데이터 종류에 따른 추천시스템 모델 종류

1. User-Item Interaction → Collaborative Filtering Methods 사용

   ex) ratings or buying behavior

2. Attribute Information about the users and items → Content-based Methods 사용

   ex) textual profiles or relevant keywords, a single(not all) user’s rating

정의

Collaborative filtering models use the collaborative power of the ratings provided by multiple users to make recommendations

To address some of the limitations of content-based filtering, collaborative filtering uses similarities between users and items simultaneously to provide recommendations. This allows for serendipitous recommendations; that is, collaborative filtering models can recommend an item to user A based on the interests of a similar user B. Furthermore, the embeddings can be learned automatically, without relying on hand-engineering of features

Explicit, Implicit

Explicit

Users specify how much they liked a particular movie by providing a numerical rating

Implicit :

If a user watches(행동) a movie, the system infers that the user is interested

Customer preferences are derived from their activities rather than their explicitly specified ratings

When a customer buys(행동) an item, it can be viewed as a preference for the item. However, the act of not buying an item from a large universe of possibilities does not always indicate a dislike

단점

1. The underlying ratings(or feedback) matrices are sparse

   In the movie cases, most users would have viewed only a small fraction of the large universe of available movies

   → 해결책:

   • CSR Matrix
   • Linked List Matrix(LIL)
2. Cannot handle fresh items
3. Hard to include side features for query/item

Collaborative Filtering의 두 가지 방식

Memory-based Collaborative Filtering

※ Nearest neighborhood-based(최근접이웃기반) Collaborative Filtering이라고도 함

These algorithms are based on the fact that similar users display similar patterns of rating behavior and similar items receive similar ratings

→ Target User가 아직 평가하지 않은 아이템을 Target User와 유사한 User집단들의 평가의 기반으로 예측하는 것이 목표!

# [과제 설명]
주어진 글에서 평점 행렬이 희소하다는 단점의 해결책으로 제시한 두 가지는 무엇인가요? 이 항목들은 다른 출처에서 가져온 것입니다.

객체 위치에 관한 데이터셋 항목:
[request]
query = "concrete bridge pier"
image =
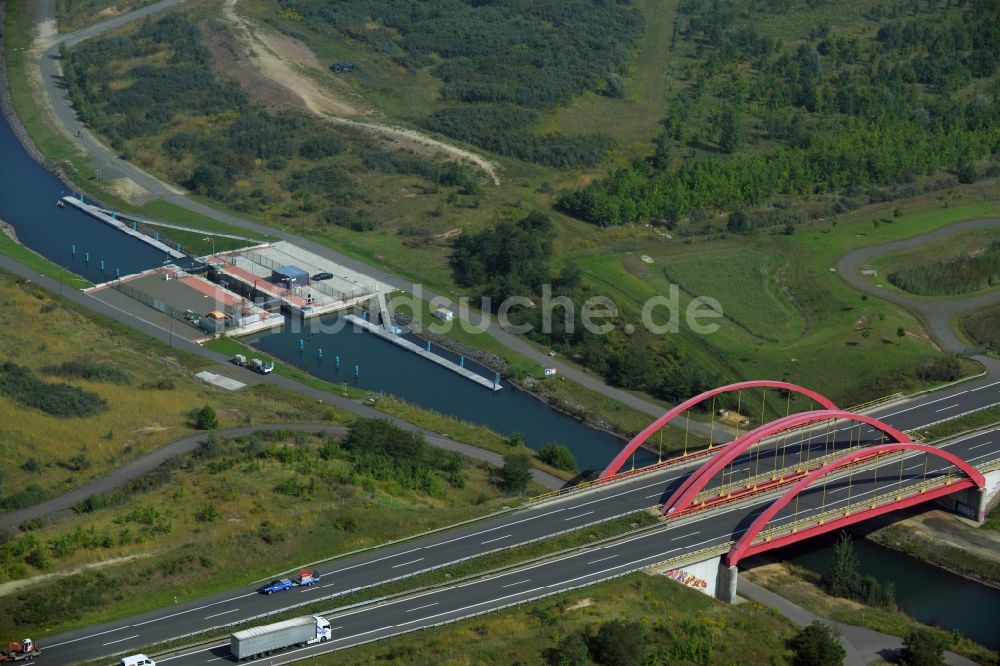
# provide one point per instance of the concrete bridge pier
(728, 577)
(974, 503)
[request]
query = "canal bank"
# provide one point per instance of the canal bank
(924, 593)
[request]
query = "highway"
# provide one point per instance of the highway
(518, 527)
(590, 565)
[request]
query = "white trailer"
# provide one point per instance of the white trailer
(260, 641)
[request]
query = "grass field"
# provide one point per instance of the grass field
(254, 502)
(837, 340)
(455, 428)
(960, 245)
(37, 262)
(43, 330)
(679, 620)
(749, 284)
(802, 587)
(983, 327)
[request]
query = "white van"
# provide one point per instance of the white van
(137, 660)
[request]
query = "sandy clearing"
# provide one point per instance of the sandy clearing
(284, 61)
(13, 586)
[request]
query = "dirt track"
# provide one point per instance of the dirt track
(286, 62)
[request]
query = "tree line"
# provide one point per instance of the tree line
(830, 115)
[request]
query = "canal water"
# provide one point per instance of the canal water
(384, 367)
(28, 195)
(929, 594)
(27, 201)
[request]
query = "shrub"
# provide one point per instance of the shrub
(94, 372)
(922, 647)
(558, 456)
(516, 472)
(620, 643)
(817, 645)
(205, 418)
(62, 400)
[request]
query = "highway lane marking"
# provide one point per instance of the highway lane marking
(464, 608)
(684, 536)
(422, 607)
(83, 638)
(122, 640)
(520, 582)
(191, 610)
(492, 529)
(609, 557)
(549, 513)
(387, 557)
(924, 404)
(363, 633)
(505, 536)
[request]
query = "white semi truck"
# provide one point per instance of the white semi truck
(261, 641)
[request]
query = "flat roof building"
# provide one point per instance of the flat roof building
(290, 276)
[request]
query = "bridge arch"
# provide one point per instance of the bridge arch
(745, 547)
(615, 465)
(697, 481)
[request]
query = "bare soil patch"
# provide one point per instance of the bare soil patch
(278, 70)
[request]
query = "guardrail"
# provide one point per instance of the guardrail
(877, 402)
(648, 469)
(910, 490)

==

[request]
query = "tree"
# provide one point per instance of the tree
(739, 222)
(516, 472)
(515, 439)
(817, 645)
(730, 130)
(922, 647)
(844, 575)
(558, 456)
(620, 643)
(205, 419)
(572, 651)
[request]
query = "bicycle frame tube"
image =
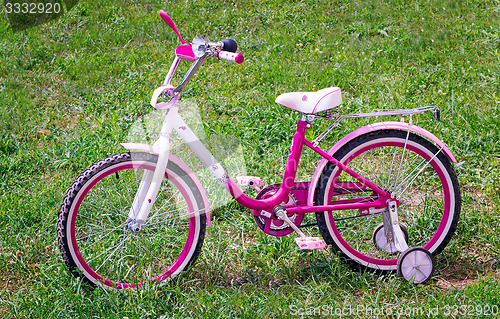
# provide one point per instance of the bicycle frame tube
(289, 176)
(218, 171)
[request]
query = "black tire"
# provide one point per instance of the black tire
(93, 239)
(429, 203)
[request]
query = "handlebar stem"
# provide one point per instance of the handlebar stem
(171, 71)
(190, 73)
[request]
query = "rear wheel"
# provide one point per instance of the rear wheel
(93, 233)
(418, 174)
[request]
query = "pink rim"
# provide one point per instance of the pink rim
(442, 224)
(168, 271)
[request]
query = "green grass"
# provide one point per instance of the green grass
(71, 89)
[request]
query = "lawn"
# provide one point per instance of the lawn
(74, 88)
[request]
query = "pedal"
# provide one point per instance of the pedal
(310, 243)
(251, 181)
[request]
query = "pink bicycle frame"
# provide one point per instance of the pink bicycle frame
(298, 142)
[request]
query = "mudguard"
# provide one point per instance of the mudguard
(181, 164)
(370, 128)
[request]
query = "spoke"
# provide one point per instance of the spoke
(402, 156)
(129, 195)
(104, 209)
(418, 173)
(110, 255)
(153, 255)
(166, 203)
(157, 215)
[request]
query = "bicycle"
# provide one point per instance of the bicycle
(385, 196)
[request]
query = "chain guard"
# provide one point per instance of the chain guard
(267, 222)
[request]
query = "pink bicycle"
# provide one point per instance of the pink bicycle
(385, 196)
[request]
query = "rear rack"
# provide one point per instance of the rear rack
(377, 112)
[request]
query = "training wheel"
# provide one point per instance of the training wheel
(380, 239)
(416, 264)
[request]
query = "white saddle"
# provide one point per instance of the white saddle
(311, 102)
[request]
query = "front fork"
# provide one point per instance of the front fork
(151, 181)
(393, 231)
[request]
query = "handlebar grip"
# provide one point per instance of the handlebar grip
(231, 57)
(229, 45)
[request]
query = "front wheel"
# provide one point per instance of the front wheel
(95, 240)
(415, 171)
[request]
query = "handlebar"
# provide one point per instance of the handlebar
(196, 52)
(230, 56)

# [답변]
CSR Matrix와 Linked List Matrix(LIL)입니다.